## SET EXERCISE
Pull out each line of the entries below that contains the word "every", and copy those lines in full.

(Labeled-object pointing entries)
--------------------
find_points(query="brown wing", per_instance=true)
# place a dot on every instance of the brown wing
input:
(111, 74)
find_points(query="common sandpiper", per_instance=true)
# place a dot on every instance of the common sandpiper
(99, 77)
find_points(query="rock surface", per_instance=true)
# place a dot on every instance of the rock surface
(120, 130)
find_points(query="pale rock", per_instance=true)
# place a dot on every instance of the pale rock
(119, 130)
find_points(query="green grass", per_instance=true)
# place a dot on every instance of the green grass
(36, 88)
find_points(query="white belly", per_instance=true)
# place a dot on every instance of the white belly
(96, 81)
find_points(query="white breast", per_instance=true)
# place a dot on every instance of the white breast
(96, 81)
--------------------
## TASK RESPONSE
# place a dot on every instance of the brown wing
# place a dot on every instance of the common sandpiper
# place a dot on every instance of the rock surface
# place a dot on every instance of the pale rock
# place a dot on every instance of the green grass
# place a dot on every instance of the white belly
# place a dot on every instance of the white breast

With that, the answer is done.